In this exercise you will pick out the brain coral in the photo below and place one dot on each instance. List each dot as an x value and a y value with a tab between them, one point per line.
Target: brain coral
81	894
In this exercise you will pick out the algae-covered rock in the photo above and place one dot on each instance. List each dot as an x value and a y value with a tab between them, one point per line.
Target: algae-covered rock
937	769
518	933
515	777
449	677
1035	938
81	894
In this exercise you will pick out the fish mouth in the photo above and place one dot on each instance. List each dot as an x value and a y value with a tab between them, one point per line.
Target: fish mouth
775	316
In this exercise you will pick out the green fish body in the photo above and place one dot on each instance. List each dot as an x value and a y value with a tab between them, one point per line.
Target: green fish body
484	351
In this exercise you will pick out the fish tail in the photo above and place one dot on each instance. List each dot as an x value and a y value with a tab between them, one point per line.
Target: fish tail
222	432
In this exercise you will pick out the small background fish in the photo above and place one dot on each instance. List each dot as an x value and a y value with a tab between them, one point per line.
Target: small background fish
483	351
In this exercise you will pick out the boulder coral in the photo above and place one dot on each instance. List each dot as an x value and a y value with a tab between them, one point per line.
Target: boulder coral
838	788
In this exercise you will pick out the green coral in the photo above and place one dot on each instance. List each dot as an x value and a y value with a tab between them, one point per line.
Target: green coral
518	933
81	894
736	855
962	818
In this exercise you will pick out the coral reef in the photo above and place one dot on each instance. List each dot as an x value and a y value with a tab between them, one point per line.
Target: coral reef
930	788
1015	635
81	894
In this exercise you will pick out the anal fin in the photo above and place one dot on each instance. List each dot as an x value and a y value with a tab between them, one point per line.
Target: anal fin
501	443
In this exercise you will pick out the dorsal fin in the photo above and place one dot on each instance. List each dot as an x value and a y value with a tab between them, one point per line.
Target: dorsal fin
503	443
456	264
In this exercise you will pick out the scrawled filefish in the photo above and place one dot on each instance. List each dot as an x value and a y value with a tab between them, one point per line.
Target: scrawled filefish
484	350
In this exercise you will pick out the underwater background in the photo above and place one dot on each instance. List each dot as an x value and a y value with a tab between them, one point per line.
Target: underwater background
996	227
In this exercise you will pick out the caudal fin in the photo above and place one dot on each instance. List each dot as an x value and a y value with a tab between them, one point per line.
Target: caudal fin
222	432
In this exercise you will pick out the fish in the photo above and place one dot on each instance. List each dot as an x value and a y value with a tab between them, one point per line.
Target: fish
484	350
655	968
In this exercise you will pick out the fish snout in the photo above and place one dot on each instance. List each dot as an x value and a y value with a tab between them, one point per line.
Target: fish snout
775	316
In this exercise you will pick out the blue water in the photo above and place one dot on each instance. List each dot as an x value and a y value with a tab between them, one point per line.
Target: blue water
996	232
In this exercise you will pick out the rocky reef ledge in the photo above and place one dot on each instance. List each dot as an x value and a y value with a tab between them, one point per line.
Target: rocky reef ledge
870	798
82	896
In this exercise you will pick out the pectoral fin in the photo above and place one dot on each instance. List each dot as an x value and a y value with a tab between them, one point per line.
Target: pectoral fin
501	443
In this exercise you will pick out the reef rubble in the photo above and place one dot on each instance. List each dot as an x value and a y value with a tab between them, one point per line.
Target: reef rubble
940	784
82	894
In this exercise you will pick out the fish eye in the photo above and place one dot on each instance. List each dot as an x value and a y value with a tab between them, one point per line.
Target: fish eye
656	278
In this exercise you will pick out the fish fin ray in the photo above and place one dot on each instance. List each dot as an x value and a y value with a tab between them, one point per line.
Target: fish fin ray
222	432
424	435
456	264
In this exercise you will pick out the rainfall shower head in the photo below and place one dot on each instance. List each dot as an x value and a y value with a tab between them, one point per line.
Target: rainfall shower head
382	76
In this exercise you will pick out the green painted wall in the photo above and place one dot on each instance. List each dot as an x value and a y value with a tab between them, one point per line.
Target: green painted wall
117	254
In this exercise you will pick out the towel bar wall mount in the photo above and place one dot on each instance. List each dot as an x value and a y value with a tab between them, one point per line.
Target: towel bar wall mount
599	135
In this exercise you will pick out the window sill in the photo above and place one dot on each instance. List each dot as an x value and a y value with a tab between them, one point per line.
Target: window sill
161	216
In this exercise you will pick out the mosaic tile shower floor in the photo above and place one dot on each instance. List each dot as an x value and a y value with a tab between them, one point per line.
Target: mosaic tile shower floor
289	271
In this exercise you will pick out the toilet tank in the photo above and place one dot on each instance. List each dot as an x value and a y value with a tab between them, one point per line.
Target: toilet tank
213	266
═══
WRITTEN TASK:
Extract the full listing above without alteration.

RESPONSE:
In this exercise you will pick out the brain coral in the photo below and place one dot on each instance. List each dot as an x value and a y value with a tab between them, one point per line.
Target: brain coral
81	894
In this exercise you will pick out the algae-covered rock in the photo above and place one dot on each instance. List each dot as an x value and a y value with a tab between them, one point per line.
Target: algae-covered rock
937	769
518	933
515	777
449	677
1035	938
81	894
In this exercise you will pick out the fish mouth in the photo above and place one dot on each instance. List each dot as an x value and a y value with a tab between them, one point per line.
Target: fish mouth
775	316
In this exercise you will pick out the green fish body in the photo above and place one dot on each instance. List each dot as an x value and a y value with a tab between them, one point per line.
Target: green fish body
484	351
In this exercise you will pick out the fish tail in the photo above and place one dot on each instance. List each dot as an x value and a y value with a tab between them, one point per line.
Target: fish tail
222	432
In this exercise you will pick out the small background fish in the photo above and place one dot on each instance. List each dot as an x value and a y value with a tab between them, one point per line.
Target: small background fish
483	351
In this exercise you will pick out the boulder coral in the photo above and place one dot on each instance. List each dot as an x value and a y value with a tab between them, one point per line.
Target: boulder coral
838	788
In this exercise you will pick out the green coral in the photo above and place one dot on each instance. List each dot as an x value and a y value with a tab between them, one point per line.
Target: green coral
518	933
81	894
736	855
962	818
In this exercise you will pick out the coral reef in the photo above and place one dot on each instance. List each dot as an x value and a y value with a tab between them, one point per line.
Target: coral reef
930	788
1015	635
81	894
In this exercise you will pick out the anal fin in the photo above and place one dot on each instance. List each dot as an x value and a y value with a tab between them, one point per line.
Target: anal fin
501	443
In this exercise you will pick out the dorsal fin in the photo above and place one dot on each instance. List each dot as an x value and a y value with a tab between them, one point per line.
Target: dorsal fin
503	443
456	264
In this exercise you will pick out the scrawled filefish in the photo above and place one dot on each instance. List each dot as an x value and a y value with a tab between them, one point per line.
Target: scrawled filefish
484	350
In this exercise you will pick out the underwater background in the photo above and place one dot on each instance. List each dot as an x value and a y value with a tab between them, one point per line.
Target: underwater background
996	227
In this exercise you will pick out the caudal fin in the photo above and place one dot on each instance. List each dot as an x value and a y value with a tab between them, one point per line.
Target: caudal fin
222	432
In this exercise you will pick out the fish in the photo above and place one dot on each instance. List each dot as an x value and a y value with a tab between them, one point per line.
Target: fish
484	350
655	968
In this exercise you will pick out the fish snout in the photo above and place one dot on each instance. List each dot as an x value and a y value with a tab between them, one point per line.
Target: fish snout
775	316
In this exercise you will pick out the blue water in the photo above and place one dot on each instance. List each dot as an x value and a y value with a tab between them, one point per line.
Target: blue water
996	232
In this exercise you will pick out the rocky reef ledge in the photo above and place one dot on each instance. List each dot as an x value and a y value with a tab between them, one point per line.
Target: rocky reef ledge
870	798
82	896
In this exercise you will pick out the pectoral fin in the photo above and place one dot on each instance. List each dot as an x value and a y value with a tab between them, one point per line.
Target: pectoral fin
501	443
In this exercise you will pick out the reef rubble in the photo above and place one dot on each instance. List each dot as an x value and a y value with a tab between them, one point per line.
Target: reef rubble
940	784
82	894
In this exercise you will pick out the fish eye in the photo above and place one dot on each instance. List each dot as an x value and a y value with a tab between them, one point per line.
Target: fish eye
656	278
In this exercise you will pick out the fish fin ray in the photo above and place one dot on each instance. List each dot as an x value and a y value with a tab between them, one point per line.
Target: fish fin ray
222	432
424	435
456	264
In this exercise you will pick out the rainfall shower head in the photo below and place one dot on each instance. List each dot as an x value and a y value with a tab between them, one point per line.
Target: rainfall shower head
382	76
In this exercise you will pick out the green painted wall in the photo above and place one dot on each instance. List each dot as an x value and a y value with a tab between them, one point per line.
Target: green painted wall
117	254
In this exercise you will pick out the towel bar wall mount in the photo above and place one dot on each instance. List each dot as an x value and a y value with a tab between them, one point per line.
Target: towel bar wall mount
599	135
In this exercise you will pick out the window sill in the photo above and place one dot on each instance. List each dot as an x value and a y value with a tab between them, one point per line.
Target: window sill
161	216
In this exercise you will pick out the mosaic tile shower floor in the photo above and place one dot on each instance. List each dot as an x value and a y value with a tab between them, one point per line.
Target: mosaic tile shower floor
289	271
In this exercise you will pick out the toilet tank in the photo above and place one dot on each instance. List each dot as an x value and a y value with a tab between them, one point per line.
Target: toilet tank
213	266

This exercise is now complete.